(Labeled-object pointing rows)

☆ ☆ ☆

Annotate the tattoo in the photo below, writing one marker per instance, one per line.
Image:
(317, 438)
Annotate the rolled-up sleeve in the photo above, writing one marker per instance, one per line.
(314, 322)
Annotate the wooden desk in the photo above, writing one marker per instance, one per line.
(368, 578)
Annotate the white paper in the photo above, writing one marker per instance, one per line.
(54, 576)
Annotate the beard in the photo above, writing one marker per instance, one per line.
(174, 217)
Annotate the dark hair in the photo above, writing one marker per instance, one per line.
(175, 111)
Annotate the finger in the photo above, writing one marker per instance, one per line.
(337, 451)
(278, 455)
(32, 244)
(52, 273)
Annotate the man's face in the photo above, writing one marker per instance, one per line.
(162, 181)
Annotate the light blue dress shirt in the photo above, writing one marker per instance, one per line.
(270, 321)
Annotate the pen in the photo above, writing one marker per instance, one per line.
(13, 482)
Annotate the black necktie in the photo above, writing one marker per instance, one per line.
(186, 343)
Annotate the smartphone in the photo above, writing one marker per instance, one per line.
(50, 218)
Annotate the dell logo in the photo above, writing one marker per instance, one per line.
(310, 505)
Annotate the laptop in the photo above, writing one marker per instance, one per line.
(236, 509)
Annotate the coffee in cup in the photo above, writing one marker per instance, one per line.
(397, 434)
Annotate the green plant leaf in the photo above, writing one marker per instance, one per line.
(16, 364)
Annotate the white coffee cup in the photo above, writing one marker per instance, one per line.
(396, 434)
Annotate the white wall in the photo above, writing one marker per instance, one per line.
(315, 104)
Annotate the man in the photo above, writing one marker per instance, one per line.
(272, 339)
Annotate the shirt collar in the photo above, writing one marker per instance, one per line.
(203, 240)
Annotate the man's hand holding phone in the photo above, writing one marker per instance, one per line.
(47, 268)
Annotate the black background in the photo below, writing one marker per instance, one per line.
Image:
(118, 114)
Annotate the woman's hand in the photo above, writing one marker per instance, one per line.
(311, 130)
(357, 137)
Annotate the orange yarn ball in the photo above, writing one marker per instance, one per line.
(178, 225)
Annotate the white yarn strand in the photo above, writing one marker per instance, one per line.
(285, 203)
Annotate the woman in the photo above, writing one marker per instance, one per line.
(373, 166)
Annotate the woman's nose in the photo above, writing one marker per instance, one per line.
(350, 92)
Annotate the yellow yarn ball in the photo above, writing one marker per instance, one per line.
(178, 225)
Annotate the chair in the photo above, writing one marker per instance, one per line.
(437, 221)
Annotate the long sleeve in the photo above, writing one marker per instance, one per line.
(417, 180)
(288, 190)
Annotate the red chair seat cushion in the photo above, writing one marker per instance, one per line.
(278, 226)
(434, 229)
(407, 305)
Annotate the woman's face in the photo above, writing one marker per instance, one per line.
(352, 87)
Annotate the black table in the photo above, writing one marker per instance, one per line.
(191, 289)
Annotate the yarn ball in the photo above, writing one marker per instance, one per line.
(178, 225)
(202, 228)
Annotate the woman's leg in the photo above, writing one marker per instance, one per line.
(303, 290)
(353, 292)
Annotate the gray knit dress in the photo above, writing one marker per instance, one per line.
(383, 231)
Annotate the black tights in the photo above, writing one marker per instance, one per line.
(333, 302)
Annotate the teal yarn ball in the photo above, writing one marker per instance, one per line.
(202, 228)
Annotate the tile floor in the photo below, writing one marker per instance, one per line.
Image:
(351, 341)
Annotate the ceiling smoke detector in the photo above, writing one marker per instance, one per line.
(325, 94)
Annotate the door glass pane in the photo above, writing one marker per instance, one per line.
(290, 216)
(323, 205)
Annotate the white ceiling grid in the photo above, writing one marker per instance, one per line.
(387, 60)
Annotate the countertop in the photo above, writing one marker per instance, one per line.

☆ ☆ ☆

Given task » Please arrange the part of the rows that opens with the line containing "Annotate the woman's face" and runs to the end of the rows as a JSON list of strings, one string per line, with blank lines left out.

Solution to the exercise »
[
  "Annotate the woman's face in the photo above, writing one marker per instance, one per line.",
  "(352, 87)",
  "Annotate the black table in the photo above, writing one marker per instance, one per line.",
  "(191, 289)",
  "Annotate the yarn ball in the photo above, writing one marker per instance, one per line.",
  "(178, 225)",
  "(202, 228)",
  "Annotate the woman's leg in the photo above, writing one marker per instance, one per line.",
  "(303, 290)",
  "(353, 292)",
  "Annotate the gray knit dress in the photo above, writing one marker per instance, one per line.",
  "(383, 231)",
  "Annotate the black tights in the photo above, writing one marker per instance, one per line.",
  "(333, 302)",
  "Annotate the teal yarn ball in the photo above, writing one marker per instance, one per line.",
  "(202, 228)",
  "Annotate the tile floor in the photo below, writing one marker per instance, one per line.",
  "Image:",
  "(351, 341)",
  "Annotate the ceiling smoke detector in the photo above, writing one marker per instance, one per line.",
  "(325, 94)",
  "Annotate the door glass pane in the photo above, writing one marker per instance, one per line.",
  "(290, 216)",
  "(323, 205)",
  "Annotate the white ceiling grid in the photo above, writing one marker per instance, one per line.",
  "(387, 60)",
  "Annotate the countertop in the photo above, writing one marker per instance, one per line."
]